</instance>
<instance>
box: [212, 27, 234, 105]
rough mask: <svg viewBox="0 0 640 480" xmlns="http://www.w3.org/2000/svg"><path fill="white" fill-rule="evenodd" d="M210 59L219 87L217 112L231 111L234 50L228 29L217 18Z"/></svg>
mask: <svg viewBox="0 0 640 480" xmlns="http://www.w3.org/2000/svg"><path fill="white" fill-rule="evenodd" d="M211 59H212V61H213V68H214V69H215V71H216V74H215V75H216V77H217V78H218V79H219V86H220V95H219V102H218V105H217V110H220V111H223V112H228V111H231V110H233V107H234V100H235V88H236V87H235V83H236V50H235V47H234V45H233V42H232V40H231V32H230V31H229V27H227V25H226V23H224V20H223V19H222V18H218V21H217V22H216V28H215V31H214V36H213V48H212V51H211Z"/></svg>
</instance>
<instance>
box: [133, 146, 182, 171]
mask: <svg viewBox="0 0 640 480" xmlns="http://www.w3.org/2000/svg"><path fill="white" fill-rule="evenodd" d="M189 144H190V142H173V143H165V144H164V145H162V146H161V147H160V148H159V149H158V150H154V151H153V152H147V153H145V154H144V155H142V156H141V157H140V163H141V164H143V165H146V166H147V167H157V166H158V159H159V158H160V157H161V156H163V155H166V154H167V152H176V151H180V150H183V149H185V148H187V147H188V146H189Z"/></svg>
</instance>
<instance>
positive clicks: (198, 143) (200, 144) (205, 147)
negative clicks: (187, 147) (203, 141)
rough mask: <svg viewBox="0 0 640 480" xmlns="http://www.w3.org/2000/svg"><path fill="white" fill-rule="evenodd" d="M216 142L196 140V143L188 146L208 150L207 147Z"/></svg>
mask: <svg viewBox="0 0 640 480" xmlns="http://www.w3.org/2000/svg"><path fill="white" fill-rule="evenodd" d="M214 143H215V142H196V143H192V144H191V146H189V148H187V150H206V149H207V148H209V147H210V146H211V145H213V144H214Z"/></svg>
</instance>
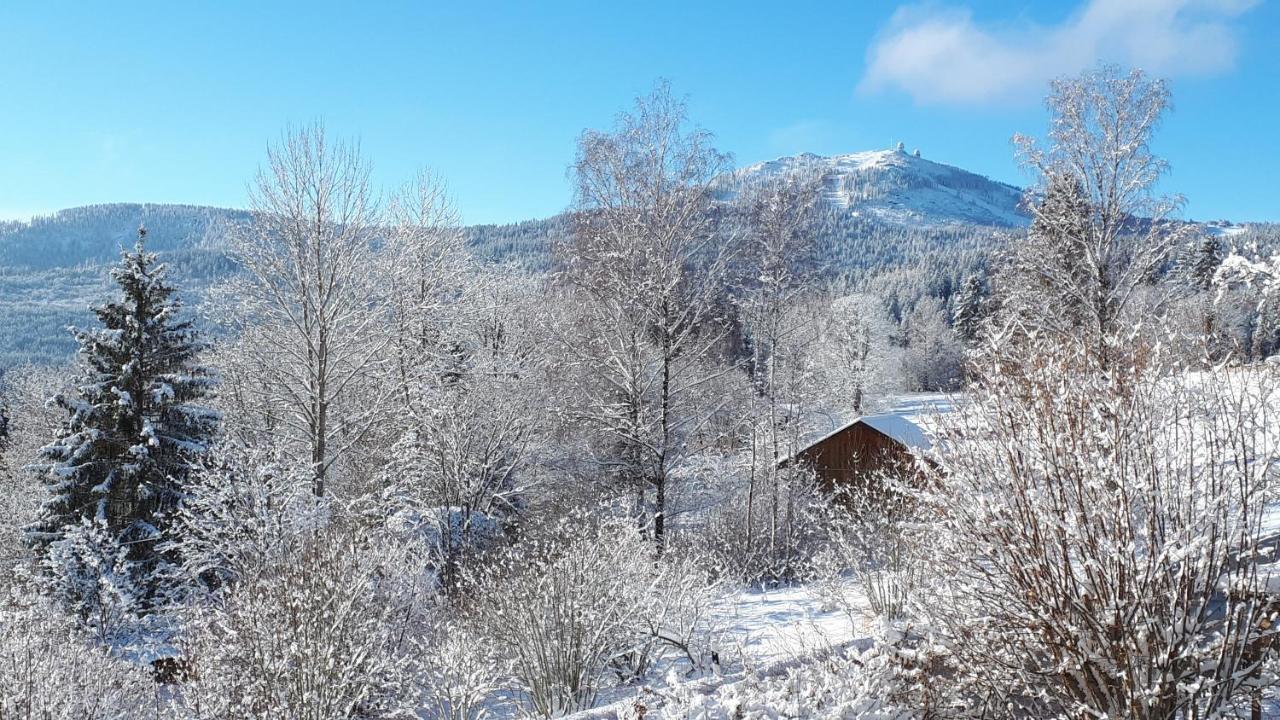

+ + + +

**Task details:**
Everything above except the pictures needs to be reproduced exactly.

**Result for this exercise:**
</instance>
<instance>
box: [212, 27, 234, 105]
rough mask: <svg viewBox="0 0 640 480" xmlns="http://www.w3.org/2000/svg"><path fill="white" fill-rule="evenodd" d="M210 59L219 87L217 112L231 111L234 50L228 29L217 18Z"/></svg>
mask: <svg viewBox="0 0 640 480" xmlns="http://www.w3.org/2000/svg"><path fill="white" fill-rule="evenodd" d="M211 59H212V61H213V68H214V69H215V71H216V74H215V75H216V77H217V78H218V79H219V86H220V95H219V102H218V105H217V110H220V111H223V112H228V111H231V110H233V107H234V100H235V88H236V87H235V83H236V50H235V47H234V45H233V42H232V40H231V32H230V31H229V27H227V25H226V23H224V20H223V19H222V18H218V21H217V22H216V28H215V31H214V36H213V48H212V51H211Z"/></svg>
</instance>
<instance>
box: [133, 146, 182, 171]
mask: <svg viewBox="0 0 640 480" xmlns="http://www.w3.org/2000/svg"><path fill="white" fill-rule="evenodd" d="M189 144H190V142H173V143H165V144H164V145H162V146H161V147H160V148H159V149H158V150H154V151H153V152H147V153H145V154H144V155H142V156H141V157H140V163H141V164H143V165H146V166H147V167H157V166H158V159H159V158H160V157H161V156H163V155H166V154H167V152H176V151H180V150H183V149H185V148H187V147H188V146H189Z"/></svg>
</instance>
<instance>
positive clicks: (198, 143) (200, 144) (205, 147)
negative clicks: (187, 147) (203, 141)
rough mask: <svg viewBox="0 0 640 480" xmlns="http://www.w3.org/2000/svg"><path fill="white" fill-rule="evenodd" d="M216 142L196 140V143L188 146L208 150L207 147Z"/></svg>
mask: <svg viewBox="0 0 640 480" xmlns="http://www.w3.org/2000/svg"><path fill="white" fill-rule="evenodd" d="M214 143H215V142H196V143H192V144H191V146H189V148H187V150H206V149H207V148H209V147H210V146H211V145H213V144H214Z"/></svg>
</instance>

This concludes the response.